Excerpt from a dataset
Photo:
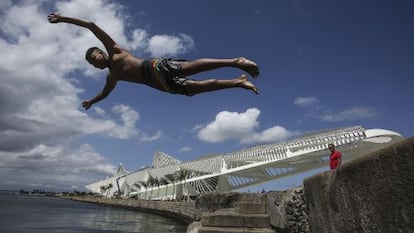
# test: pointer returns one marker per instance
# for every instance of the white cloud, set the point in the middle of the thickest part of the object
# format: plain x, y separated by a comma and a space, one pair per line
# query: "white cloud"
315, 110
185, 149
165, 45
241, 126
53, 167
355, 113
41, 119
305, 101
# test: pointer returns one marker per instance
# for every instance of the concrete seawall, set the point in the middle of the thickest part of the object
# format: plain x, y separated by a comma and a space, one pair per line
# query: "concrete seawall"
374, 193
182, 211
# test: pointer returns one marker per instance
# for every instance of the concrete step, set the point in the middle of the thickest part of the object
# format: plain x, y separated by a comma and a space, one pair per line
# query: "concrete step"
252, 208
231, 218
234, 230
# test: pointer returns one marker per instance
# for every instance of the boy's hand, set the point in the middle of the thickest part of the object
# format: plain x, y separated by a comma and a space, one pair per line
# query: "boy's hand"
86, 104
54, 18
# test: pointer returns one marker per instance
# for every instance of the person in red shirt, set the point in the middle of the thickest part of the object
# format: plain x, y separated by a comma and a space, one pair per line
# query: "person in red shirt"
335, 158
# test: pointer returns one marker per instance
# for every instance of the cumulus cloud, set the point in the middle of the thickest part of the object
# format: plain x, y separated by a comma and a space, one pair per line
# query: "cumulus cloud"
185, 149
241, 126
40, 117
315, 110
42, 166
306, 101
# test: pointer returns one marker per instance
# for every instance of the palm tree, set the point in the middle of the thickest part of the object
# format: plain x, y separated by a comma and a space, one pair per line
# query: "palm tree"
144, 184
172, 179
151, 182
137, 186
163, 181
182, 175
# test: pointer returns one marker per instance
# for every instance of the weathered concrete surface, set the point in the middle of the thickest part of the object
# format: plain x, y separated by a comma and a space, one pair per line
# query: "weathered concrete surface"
* * *
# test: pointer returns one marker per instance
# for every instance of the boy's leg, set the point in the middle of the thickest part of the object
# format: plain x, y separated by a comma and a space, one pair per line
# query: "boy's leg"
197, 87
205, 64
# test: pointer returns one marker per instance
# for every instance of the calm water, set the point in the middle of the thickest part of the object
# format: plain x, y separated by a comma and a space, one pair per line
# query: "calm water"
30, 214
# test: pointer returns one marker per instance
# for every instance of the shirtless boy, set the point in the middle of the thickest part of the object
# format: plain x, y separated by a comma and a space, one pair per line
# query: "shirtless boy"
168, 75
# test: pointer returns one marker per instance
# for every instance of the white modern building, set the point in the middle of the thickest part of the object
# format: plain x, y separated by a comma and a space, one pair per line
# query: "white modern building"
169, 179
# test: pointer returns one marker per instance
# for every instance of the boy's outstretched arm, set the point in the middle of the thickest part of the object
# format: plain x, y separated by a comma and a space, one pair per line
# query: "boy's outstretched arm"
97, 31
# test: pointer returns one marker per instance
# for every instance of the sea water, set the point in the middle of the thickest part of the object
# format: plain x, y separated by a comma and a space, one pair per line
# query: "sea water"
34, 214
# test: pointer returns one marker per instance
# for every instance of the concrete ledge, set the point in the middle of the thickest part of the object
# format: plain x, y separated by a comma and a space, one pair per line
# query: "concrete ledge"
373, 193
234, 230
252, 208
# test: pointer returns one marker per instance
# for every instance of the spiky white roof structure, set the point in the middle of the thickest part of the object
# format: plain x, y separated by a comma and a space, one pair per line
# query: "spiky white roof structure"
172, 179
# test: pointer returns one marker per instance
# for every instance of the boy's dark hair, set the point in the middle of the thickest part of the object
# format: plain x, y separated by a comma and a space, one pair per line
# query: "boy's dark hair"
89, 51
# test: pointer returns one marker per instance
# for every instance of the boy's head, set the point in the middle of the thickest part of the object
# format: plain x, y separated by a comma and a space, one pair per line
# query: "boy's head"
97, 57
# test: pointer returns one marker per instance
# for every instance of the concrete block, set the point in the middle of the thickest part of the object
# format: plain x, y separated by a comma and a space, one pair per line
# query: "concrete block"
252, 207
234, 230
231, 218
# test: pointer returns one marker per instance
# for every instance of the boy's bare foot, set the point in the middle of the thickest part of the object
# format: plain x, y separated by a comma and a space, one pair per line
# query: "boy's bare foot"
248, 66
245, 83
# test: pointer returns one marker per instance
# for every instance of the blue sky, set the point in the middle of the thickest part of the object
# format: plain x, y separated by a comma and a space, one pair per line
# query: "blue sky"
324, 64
---
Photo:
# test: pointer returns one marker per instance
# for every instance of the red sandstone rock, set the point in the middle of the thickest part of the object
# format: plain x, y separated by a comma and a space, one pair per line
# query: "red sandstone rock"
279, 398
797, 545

- **WHAT IS BEING ASKED**
List, in full, every line of the data above that contains the word "person".

- **SOLVED PROBLEM**
# for every instance of the person in red shirt, set the point in the middle of the thickest part of the object
# query: "person in red shirt"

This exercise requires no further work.